## What is being asked
Revise the data below by changing every "keypoint" to "marker", keeping all other text the same.

## Dataset entries

◇ ◇ ◇

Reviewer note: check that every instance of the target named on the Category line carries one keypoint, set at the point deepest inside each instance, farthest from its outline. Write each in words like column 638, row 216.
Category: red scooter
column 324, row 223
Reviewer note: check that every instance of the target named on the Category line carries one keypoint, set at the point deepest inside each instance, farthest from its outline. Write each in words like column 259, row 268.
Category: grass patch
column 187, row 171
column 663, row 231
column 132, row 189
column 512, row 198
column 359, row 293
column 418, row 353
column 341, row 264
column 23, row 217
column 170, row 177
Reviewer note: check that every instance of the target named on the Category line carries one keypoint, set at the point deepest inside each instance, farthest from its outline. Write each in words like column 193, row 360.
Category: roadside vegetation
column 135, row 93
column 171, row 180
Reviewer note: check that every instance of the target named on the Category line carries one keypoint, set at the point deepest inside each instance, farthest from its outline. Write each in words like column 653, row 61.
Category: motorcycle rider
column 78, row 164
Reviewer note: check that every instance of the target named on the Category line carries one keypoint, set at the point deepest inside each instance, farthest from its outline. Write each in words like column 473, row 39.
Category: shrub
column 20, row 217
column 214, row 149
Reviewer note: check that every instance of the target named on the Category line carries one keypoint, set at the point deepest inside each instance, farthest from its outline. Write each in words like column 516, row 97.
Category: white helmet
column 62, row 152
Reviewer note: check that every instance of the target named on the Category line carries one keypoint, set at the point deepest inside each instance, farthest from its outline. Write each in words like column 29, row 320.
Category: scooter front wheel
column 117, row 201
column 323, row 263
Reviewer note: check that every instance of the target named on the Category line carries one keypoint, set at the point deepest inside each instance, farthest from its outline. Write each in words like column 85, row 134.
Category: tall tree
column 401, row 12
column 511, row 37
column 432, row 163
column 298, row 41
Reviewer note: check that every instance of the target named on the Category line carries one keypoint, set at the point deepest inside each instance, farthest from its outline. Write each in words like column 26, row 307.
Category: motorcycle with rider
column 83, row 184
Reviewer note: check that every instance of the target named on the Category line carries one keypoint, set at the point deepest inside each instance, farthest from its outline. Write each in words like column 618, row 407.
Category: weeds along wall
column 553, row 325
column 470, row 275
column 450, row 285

◇ ◇ ◇

## The completed task
Reviewer note: check that every instance of the target named on the Category line carries one marker, set at the point deepest inside each instance, farthest from its outline. Write each in words like column 638, row 216.
Category: red scooter
column 324, row 223
Reviewer note: check that every instance of the target named on the Category line carries one marker, set at the point deepest inside each instance, farthest from its outline. Write each in words like column 259, row 268.
Category: grass patch
column 187, row 171
column 663, row 231
column 132, row 189
column 512, row 198
column 359, row 293
column 418, row 353
column 341, row 264
column 23, row 217
column 170, row 177
Reviewer note: check that every instance of the target named on the Category line carries one marker, set at the point deepest inside each instance, farthest from its outline. Write each in words like column 193, row 360.
Category: roadside vegetation
column 135, row 93
column 171, row 180
Reviewer note: check that every instance of the target named on the Category line carries one marker, set at the point deepest inside each instance, farthest from its outline. Write each in words like column 653, row 61.
Category: motorcycle rider
column 78, row 164
Reviewer note: check that every instance of the target named on the Category line carries one marker, set at the point deepest inside each instance, farthest from its outline. Write each in words like column 473, row 39.
Category: shrub
column 20, row 217
column 214, row 149
Reviewer note: check that every instance of the target named on the Category line carries one marker, set at the point deepest inside each instance, farthest from its outline. Write each in words like column 516, row 97.
Category: white helmet
column 62, row 152
Reviewer note: check that every instance of the target named on the Category line carries one marker, set at the point deepest inside each instance, farthest from its outline. Write each in words like column 29, row 320.
Category: scooter front wheel
column 117, row 201
column 323, row 263
Reviewer note: check that every instance of the target named on the Category line carries one marker, set at the point deepest inside each instance, farthest from its outline. Write each in words like column 85, row 134.
Category: tall tree
column 401, row 12
column 511, row 37
column 432, row 163
column 298, row 41
Reviewer note: check that every instance of the target named on the Category line carries one marker, set at the point deepest inside each instance, farthest from its outline. Write each in words like column 26, row 307.
Category: motorcycle with rider
column 83, row 184
Reviewer note: check that every instance of the target named on the Category line carries one marker, set at the point deepest inside each instance, farthest from its outline. Write each in words like column 618, row 407.
Category: weeds along wall
column 553, row 325
column 470, row 275
column 450, row 285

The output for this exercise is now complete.